··· EXERCISE MATERIALS

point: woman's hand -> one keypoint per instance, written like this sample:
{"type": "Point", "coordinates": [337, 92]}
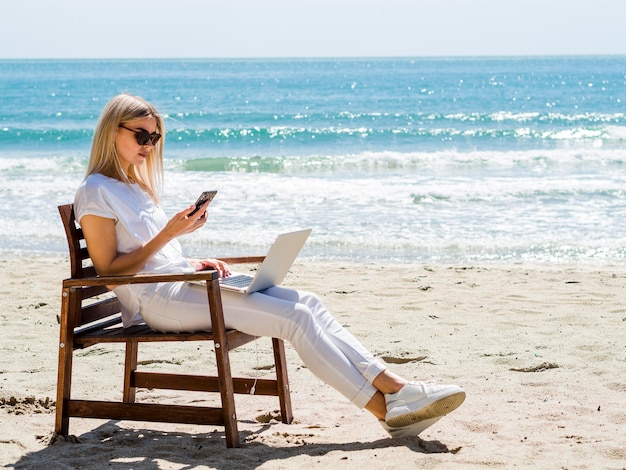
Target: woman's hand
{"type": "Point", "coordinates": [210, 263]}
{"type": "Point", "coordinates": [183, 223]}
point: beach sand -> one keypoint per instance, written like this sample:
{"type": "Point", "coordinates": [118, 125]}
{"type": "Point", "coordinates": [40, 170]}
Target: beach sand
{"type": "Point", "coordinates": [540, 350]}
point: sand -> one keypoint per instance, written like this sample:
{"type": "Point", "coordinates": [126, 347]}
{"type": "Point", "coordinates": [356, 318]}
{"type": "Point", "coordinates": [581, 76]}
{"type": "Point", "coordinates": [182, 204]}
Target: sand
{"type": "Point", "coordinates": [540, 350]}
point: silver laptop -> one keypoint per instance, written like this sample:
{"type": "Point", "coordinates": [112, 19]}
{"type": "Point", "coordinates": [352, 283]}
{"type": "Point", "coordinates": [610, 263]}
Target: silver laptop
{"type": "Point", "coordinates": [274, 268]}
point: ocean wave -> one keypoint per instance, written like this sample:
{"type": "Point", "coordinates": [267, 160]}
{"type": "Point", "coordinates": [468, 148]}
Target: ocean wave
{"type": "Point", "coordinates": [452, 162]}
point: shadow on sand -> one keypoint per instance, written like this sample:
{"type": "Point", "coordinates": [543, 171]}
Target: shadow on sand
{"type": "Point", "coordinates": [110, 446]}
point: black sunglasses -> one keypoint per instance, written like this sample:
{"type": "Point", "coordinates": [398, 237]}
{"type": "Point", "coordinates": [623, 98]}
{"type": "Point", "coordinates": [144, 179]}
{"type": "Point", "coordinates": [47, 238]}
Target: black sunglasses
{"type": "Point", "coordinates": [143, 136]}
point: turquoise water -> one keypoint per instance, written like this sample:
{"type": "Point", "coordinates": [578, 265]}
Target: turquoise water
{"type": "Point", "coordinates": [431, 160]}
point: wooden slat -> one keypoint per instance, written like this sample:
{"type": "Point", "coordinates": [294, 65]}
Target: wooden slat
{"type": "Point", "coordinates": [144, 412]}
{"type": "Point", "coordinates": [201, 383]}
{"type": "Point", "coordinates": [99, 310]}
{"type": "Point", "coordinates": [89, 292]}
{"type": "Point", "coordinates": [140, 279]}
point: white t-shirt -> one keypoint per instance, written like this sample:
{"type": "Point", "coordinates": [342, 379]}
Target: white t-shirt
{"type": "Point", "coordinates": [137, 220]}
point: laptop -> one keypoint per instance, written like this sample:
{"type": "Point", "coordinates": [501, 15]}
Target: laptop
{"type": "Point", "coordinates": [274, 268]}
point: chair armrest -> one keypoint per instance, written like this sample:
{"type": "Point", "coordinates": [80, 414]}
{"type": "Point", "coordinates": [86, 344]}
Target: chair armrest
{"type": "Point", "coordinates": [207, 275]}
{"type": "Point", "coordinates": [242, 259]}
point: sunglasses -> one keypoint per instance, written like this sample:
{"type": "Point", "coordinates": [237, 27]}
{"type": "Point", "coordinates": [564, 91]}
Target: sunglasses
{"type": "Point", "coordinates": [143, 136]}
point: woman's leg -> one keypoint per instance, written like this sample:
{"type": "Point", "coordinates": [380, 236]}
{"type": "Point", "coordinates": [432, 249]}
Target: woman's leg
{"type": "Point", "coordinates": [325, 347]}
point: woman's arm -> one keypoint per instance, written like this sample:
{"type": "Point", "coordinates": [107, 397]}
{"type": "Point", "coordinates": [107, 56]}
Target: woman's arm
{"type": "Point", "coordinates": [101, 240]}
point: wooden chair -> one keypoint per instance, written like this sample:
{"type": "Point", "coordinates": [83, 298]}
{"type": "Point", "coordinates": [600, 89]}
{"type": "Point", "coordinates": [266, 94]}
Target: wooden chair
{"type": "Point", "coordinates": [86, 321]}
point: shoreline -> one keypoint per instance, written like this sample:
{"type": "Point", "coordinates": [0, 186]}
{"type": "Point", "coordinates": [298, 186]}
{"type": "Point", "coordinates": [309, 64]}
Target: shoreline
{"type": "Point", "coordinates": [539, 349]}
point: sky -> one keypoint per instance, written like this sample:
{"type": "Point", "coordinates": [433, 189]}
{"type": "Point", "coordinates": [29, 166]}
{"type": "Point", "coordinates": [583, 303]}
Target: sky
{"type": "Point", "coordinates": [309, 28]}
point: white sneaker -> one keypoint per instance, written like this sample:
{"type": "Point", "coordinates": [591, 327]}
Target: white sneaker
{"type": "Point", "coordinates": [419, 401]}
{"type": "Point", "coordinates": [411, 430]}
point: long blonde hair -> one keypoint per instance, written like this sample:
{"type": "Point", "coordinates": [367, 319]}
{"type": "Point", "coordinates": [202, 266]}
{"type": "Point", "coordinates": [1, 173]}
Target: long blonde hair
{"type": "Point", "coordinates": [124, 109]}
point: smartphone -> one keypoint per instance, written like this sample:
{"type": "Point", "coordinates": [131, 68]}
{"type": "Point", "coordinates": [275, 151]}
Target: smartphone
{"type": "Point", "coordinates": [204, 197]}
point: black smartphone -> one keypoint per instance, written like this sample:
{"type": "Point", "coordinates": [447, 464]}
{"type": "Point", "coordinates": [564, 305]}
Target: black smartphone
{"type": "Point", "coordinates": [204, 197]}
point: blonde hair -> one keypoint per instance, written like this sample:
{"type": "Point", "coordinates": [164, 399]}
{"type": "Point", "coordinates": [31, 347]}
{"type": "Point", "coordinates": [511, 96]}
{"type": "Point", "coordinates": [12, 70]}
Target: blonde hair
{"type": "Point", "coordinates": [124, 109]}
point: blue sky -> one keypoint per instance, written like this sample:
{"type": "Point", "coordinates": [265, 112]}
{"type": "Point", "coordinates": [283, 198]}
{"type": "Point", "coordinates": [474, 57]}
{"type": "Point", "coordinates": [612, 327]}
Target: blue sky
{"type": "Point", "coordinates": [309, 28]}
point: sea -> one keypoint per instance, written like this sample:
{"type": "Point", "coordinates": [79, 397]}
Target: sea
{"type": "Point", "coordinates": [471, 160]}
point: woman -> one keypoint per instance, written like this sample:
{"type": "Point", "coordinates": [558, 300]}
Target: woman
{"type": "Point", "coordinates": [127, 232]}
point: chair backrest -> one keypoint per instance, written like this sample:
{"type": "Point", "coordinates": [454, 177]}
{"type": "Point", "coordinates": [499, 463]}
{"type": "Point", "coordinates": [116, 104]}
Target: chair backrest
{"type": "Point", "coordinates": [90, 310]}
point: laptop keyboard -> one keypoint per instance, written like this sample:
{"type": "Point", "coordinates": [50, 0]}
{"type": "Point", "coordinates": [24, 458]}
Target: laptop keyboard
{"type": "Point", "coordinates": [236, 280]}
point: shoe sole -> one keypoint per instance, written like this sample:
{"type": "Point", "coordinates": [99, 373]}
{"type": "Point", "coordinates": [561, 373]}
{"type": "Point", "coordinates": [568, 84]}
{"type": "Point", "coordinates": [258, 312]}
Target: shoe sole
{"type": "Point", "coordinates": [436, 409]}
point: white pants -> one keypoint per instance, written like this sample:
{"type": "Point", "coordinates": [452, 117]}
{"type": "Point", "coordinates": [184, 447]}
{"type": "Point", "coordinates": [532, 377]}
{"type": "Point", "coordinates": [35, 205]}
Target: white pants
{"type": "Point", "coordinates": [325, 347]}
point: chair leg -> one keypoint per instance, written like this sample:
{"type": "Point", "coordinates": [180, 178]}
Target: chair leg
{"type": "Point", "coordinates": [225, 379]}
{"type": "Point", "coordinates": [64, 379]}
{"type": "Point", "coordinates": [130, 366]}
{"type": "Point", "coordinates": [284, 394]}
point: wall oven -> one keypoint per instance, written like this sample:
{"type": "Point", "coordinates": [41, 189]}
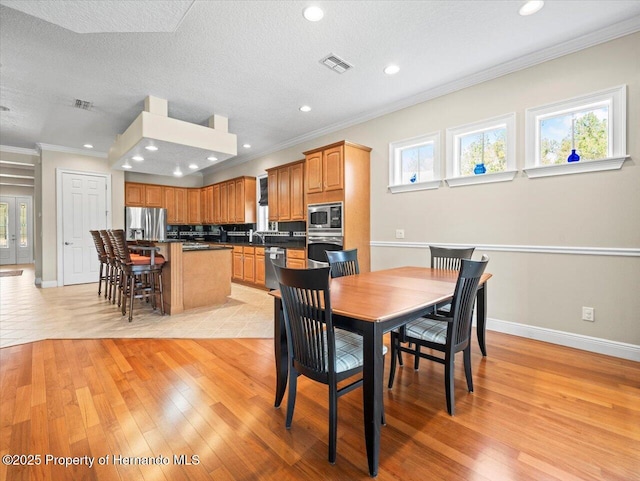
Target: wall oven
{"type": "Point", "coordinates": [324, 232]}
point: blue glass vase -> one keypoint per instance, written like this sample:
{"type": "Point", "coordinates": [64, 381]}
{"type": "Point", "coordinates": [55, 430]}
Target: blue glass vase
{"type": "Point", "coordinates": [479, 169]}
{"type": "Point", "coordinates": [573, 157]}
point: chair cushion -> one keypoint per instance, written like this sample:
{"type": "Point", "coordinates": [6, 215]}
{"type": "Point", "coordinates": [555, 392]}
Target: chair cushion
{"type": "Point", "coordinates": [349, 353]}
{"type": "Point", "coordinates": [139, 260]}
{"type": "Point", "coordinates": [428, 330]}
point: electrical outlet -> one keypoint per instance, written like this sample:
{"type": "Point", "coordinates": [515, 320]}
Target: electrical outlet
{"type": "Point", "coordinates": [588, 314]}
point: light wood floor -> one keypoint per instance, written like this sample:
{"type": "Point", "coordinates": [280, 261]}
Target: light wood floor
{"type": "Point", "coordinates": [539, 412]}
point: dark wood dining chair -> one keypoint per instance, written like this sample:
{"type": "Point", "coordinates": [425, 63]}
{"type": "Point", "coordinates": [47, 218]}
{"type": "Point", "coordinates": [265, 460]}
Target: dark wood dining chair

······

Could you copy every line from the records that mentions the word "dark"?

### PROBLEM SOLUTION
point: dark wood dining chair -> one keypoint per instance, written like this sample:
Target: dark wood dining chair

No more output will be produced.